:: Records provided ::
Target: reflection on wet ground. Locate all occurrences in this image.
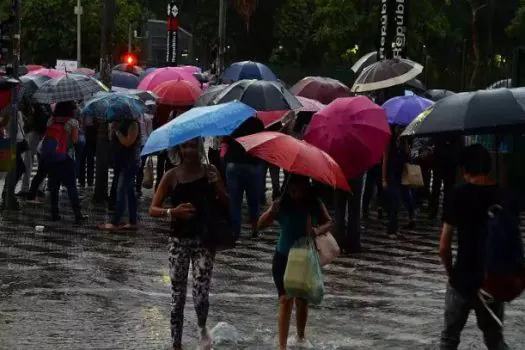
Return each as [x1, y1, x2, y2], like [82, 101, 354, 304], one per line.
[0, 189, 525, 350]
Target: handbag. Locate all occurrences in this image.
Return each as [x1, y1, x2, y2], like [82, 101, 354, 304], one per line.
[142, 157, 154, 190]
[401, 163, 425, 187]
[315, 232, 341, 266]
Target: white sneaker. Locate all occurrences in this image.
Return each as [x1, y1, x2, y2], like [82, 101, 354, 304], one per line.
[198, 328, 213, 350]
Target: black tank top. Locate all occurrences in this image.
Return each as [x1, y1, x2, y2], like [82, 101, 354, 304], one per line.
[171, 176, 213, 238]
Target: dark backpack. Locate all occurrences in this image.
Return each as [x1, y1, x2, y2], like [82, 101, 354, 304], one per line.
[480, 204, 525, 302]
[40, 118, 69, 162]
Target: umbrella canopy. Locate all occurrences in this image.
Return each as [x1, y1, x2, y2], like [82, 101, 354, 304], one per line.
[112, 63, 144, 75]
[297, 96, 326, 112]
[222, 61, 277, 82]
[236, 131, 350, 191]
[290, 77, 352, 104]
[153, 80, 202, 107]
[213, 80, 301, 111]
[402, 88, 525, 136]
[81, 92, 144, 122]
[350, 51, 377, 74]
[304, 96, 390, 179]
[195, 84, 229, 107]
[423, 89, 456, 102]
[72, 68, 96, 77]
[487, 79, 512, 89]
[27, 68, 66, 79]
[137, 67, 201, 91]
[382, 95, 434, 126]
[142, 101, 256, 156]
[111, 70, 139, 89]
[33, 74, 108, 104]
[352, 58, 423, 92]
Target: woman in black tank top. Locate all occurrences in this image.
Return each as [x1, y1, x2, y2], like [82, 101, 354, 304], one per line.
[149, 139, 228, 350]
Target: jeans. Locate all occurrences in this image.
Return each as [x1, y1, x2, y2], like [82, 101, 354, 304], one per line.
[226, 163, 261, 238]
[78, 126, 97, 186]
[47, 158, 82, 220]
[386, 181, 415, 235]
[111, 162, 139, 225]
[22, 131, 42, 192]
[334, 177, 363, 252]
[440, 285, 507, 350]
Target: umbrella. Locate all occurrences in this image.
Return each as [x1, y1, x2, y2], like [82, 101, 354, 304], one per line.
[382, 95, 434, 126]
[290, 77, 352, 104]
[112, 63, 144, 75]
[221, 61, 277, 81]
[142, 101, 256, 156]
[111, 70, 139, 89]
[350, 51, 377, 74]
[402, 88, 525, 136]
[423, 89, 456, 102]
[213, 80, 301, 111]
[20, 75, 51, 98]
[236, 131, 350, 191]
[137, 67, 201, 90]
[304, 96, 390, 179]
[33, 74, 108, 104]
[72, 68, 96, 77]
[487, 79, 512, 89]
[26, 68, 66, 79]
[153, 80, 202, 107]
[297, 96, 326, 112]
[195, 84, 229, 107]
[81, 92, 144, 122]
[352, 58, 423, 92]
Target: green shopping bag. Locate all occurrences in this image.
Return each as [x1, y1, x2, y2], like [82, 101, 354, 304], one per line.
[284, 237, 324, 305]
[0, 138, 16, 172]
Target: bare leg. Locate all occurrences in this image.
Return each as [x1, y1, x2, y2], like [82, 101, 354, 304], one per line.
[279, 295, 293, 350]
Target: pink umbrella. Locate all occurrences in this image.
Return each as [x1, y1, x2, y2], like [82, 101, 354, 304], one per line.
[296, 96, 326, 112]
[137, 67, 201, 90]
[304, 96, 390, 179]
[27, 68, 66, 79]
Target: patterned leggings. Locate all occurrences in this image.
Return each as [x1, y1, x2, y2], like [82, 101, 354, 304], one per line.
[169, 239, 215, 348]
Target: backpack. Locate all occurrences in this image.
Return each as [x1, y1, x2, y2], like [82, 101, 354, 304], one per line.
[40, 118, 69, 162]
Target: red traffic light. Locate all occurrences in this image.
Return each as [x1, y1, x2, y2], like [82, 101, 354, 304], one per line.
[124, 53, 137, 66]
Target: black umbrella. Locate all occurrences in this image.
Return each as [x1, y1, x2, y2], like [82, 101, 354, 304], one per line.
[423, 89, 456, 102]
[352, 58, 423, 93]
[195, 84, 229, 107]
[350, 51, 377, 74]
[213, 80, 302, 112]
[402, 88, 525, 136]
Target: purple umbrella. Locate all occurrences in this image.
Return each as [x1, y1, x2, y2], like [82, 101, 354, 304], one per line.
[382, 95, 434, 126]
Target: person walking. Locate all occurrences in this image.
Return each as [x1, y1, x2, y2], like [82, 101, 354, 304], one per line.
[439, 144, 519, 350]
[258, 175, 332, 350]
[149, 139, 228, 350]
[99, 120, 141, 231]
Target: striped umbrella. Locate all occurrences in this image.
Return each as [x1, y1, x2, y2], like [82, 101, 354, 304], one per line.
[33, 74, 108, 104]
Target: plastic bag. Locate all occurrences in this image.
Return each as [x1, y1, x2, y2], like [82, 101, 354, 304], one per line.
[284, 238, 324, 304]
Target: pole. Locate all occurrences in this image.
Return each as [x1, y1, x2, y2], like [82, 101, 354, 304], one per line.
[216, 0, 228, 77]
[76, 0, 82, 68]
[93, 0, 116, 203]
[5, 0, 21, 210]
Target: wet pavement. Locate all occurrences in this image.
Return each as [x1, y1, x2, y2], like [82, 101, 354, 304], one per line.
[0, 179, 525, 350]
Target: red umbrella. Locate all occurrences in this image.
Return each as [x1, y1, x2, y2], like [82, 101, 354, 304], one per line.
[236, 131, 350, 191]
[304, 96, 390, 179]
[290, 77, 352, 104]
[153, 80, 202, 106]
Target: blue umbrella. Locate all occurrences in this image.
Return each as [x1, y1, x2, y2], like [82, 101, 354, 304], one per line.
[222, 61, 277, 81]
[142, 101, 256, 155]
[80, 92, 145, 122]
[382, 95, 434, 126]
[111, 70, 139, 89]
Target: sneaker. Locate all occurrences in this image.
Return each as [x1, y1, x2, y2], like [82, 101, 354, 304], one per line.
[198, 328, 213, 350]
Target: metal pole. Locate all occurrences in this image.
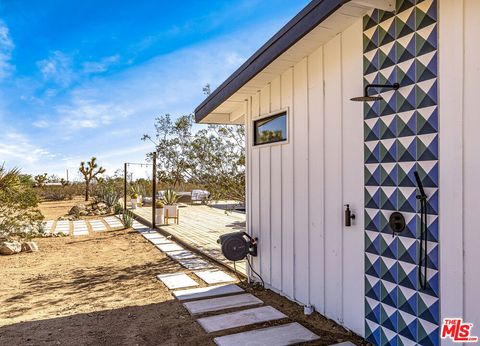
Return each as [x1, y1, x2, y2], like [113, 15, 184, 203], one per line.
[152, 152, 157, 229]
[123, 162, 127, 211]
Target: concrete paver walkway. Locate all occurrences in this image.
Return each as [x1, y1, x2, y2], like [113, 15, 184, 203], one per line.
[131, 205, 246, 275]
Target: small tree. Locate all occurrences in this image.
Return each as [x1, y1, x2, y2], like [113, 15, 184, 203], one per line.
[0, 165, 43, 240]
[33, 173, 48, 187]
[78, 157, 105, 202]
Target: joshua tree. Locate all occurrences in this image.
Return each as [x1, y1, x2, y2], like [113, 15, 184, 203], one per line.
[33, 173, 47, 187]
[78, 157, 105, 202]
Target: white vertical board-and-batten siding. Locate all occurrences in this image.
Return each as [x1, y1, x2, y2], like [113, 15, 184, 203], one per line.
[246, 20, 364, 335]
[438, 0, 480, 338]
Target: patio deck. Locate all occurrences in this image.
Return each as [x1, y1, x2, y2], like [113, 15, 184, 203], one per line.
[131, 205, 246, 275]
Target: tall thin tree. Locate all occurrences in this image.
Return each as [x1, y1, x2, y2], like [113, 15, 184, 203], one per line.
[78, 157, 105, 202]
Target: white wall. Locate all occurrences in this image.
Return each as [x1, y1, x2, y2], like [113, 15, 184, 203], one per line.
[246, 20, 364, 335]
[439, 0, 480, 344]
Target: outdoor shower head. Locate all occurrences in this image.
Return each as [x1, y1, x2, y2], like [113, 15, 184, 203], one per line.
[350, 83, 400, 102]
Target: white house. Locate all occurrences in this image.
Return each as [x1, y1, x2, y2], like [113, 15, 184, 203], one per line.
[195, 0, 480, 345]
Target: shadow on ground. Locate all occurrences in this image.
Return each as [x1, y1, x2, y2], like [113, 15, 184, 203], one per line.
[0, 300, 213, 345]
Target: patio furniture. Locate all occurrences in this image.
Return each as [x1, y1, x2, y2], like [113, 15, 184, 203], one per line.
[192, 190, 210, 204]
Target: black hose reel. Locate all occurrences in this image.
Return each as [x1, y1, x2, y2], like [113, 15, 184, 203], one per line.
[217, 232, 257, 261]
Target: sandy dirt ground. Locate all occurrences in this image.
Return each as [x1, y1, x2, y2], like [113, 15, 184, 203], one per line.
[0, 230, 363, 346]
[38, 196, 88, 220]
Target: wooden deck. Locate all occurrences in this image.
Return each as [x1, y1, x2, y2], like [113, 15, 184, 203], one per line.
[132, 205, 246, 274]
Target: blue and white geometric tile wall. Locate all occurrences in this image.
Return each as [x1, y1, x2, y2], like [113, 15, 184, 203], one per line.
[363, 0, 439, 345]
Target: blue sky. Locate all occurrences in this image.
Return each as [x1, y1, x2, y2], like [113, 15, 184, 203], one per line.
[0, 0, 308, 177]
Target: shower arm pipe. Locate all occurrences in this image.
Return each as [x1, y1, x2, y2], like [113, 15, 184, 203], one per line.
[364, 83, 400, 96]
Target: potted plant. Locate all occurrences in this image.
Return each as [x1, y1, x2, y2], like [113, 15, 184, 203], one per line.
[130, 193, 138, 209]
[155, 201, 165, 225]
[163, 189, 179, 222]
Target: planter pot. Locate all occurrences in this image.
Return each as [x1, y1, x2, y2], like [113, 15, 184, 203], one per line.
[155, 208, 165, 225]
[164, 204, 178, 217]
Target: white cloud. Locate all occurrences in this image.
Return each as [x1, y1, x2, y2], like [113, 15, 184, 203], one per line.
[37, 50, 75, 87]
[0, 20, 15, 80]
[82, 54, 120, 74]
[0, 131, 56, 167]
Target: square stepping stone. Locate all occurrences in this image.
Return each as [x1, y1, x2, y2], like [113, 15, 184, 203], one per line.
[177, 258, 212, 270]
[167, 250, 196, 260]
[53, 220, 70, 234]
[89, 220, 107, 232]
[213, 322, 319, 346]
[157, 273, 198, 290]
[183, 293, 263, 315]
[103, 216, 123, 229]
[73, 220, 88, 236]
[197, 306, 287, 333]
[173, 284, 245, 300]
[159, 242, 185, 252]
[195, 270, 235, 284]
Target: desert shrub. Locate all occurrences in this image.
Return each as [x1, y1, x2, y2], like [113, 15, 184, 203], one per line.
[121, 210, 134, 228]
[0, 165, 43, 239]
[35, 184, 81, 201]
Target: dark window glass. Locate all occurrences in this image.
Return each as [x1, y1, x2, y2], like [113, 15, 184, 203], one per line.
[253, 112, 287, 145]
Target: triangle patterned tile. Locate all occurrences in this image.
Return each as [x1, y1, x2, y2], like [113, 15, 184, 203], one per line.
[380, 186, 397, 210]
[365, 208, 380, 232]
[365, 320, 381, 345]
[395, 32, 416, 64]
[365, 297, 381, 323]
[365, 275, 380, 302]
[380, 280, 397, 308]
[380, 163, 397, 186]
[395, 0, 415, 13]
[380, 114, 397, 139]
[365, 186, 380, 209]
[396, 58, 416, 86]
[425, 188, 438, 215]
[363, 13, 378, 31]
[380, 326, 397, 346]
[365, 231, 381, 255]
[415, 51, 437, 83]
[396, 85, 416, 113]
[415, 24, 437, 56]
[397, 236, 418, 264]
[397, 162, 416, 187]
[415, 79, 438, 109]
[398, 186, 417, 213]
[398, 310, 417, 341]
[417, 105, 438, 135]
[415, 0, 437, 30]
[380, 257, 398, 283]
[395, 7, 415, 39]
[418, 292, 440, 325]
[380, 233, 397, 259]
[365, 252, 381, 277]
[365, 141, 380, 163]
[397, 286, 417, 316]
[416, 161, 438, 188]
[417, 133, 438, 161]
[416, 318, 438, 346]
[397, 261, 418, 292]
[364, 163, 380, 186]
[379, 138, 397, 163]
[364, 118, 380, 142]
[397, 110, 417, 137]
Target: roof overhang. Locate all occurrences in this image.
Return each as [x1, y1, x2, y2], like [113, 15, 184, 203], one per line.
[195, 0, 395, 124]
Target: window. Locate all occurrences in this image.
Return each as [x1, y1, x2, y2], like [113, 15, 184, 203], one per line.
[253, 112, 287, 145]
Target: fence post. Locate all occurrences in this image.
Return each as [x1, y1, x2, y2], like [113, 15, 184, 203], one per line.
[152, 152, 157, 229]
[123, 162, 127, 212]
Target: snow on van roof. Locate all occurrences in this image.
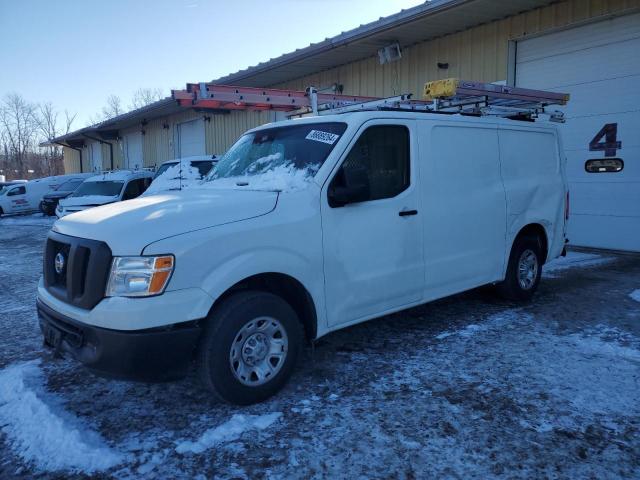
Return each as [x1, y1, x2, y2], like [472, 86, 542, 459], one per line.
[161, 155, 218, 165]
[85, 170, 153, 182]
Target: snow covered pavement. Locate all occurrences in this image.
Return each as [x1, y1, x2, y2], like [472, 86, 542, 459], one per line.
[0, 216, 640, 479]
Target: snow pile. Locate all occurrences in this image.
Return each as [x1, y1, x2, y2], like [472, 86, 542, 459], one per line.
[176, 412, 282, 453]
[0, 361, 125, 473]
[0, 213, 57, 228]
[144, 162, 202, 195]
[543, 252, 615, 278]
[435, 309, 530, 340]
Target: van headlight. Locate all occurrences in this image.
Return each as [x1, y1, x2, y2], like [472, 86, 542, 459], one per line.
[106, 255, 174, 297]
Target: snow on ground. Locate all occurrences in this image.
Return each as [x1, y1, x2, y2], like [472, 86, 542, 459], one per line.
[0, 213, 57, 230]
[0, 362, 124, 473]
[0, 217, 640, 480]
[176, 412, 282, 453]
[543, 251, 615, 278]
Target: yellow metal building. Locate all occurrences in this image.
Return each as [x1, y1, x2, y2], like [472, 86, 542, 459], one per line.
[55, 0, 640, 173]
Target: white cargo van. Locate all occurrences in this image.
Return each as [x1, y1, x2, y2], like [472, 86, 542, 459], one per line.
[0, 173, 89, 215]
[55, 170, 153, 218]
[38, 111, 567, 404]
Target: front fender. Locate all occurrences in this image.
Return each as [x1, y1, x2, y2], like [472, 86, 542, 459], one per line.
[202, 247, 326, 333]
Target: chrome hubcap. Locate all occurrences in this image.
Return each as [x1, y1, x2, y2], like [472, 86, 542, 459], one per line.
[229, 317, 289, 387]
[518, 249, 538, 290]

:: Problem requirements ::
Rewrite the data above as a numbered list, from its first line through the line that contains "[0, 189, 525, 350]", and skip any blank lines. Leave the picture out of your list.

:: In response ::
1. Target: reflection on wet ground. Locate all occurrences in this image.
2. Return each as [x1, y1, x2, y2], like [82, 101, 354, 304], one per line.
3. [0, 189, 525, 350]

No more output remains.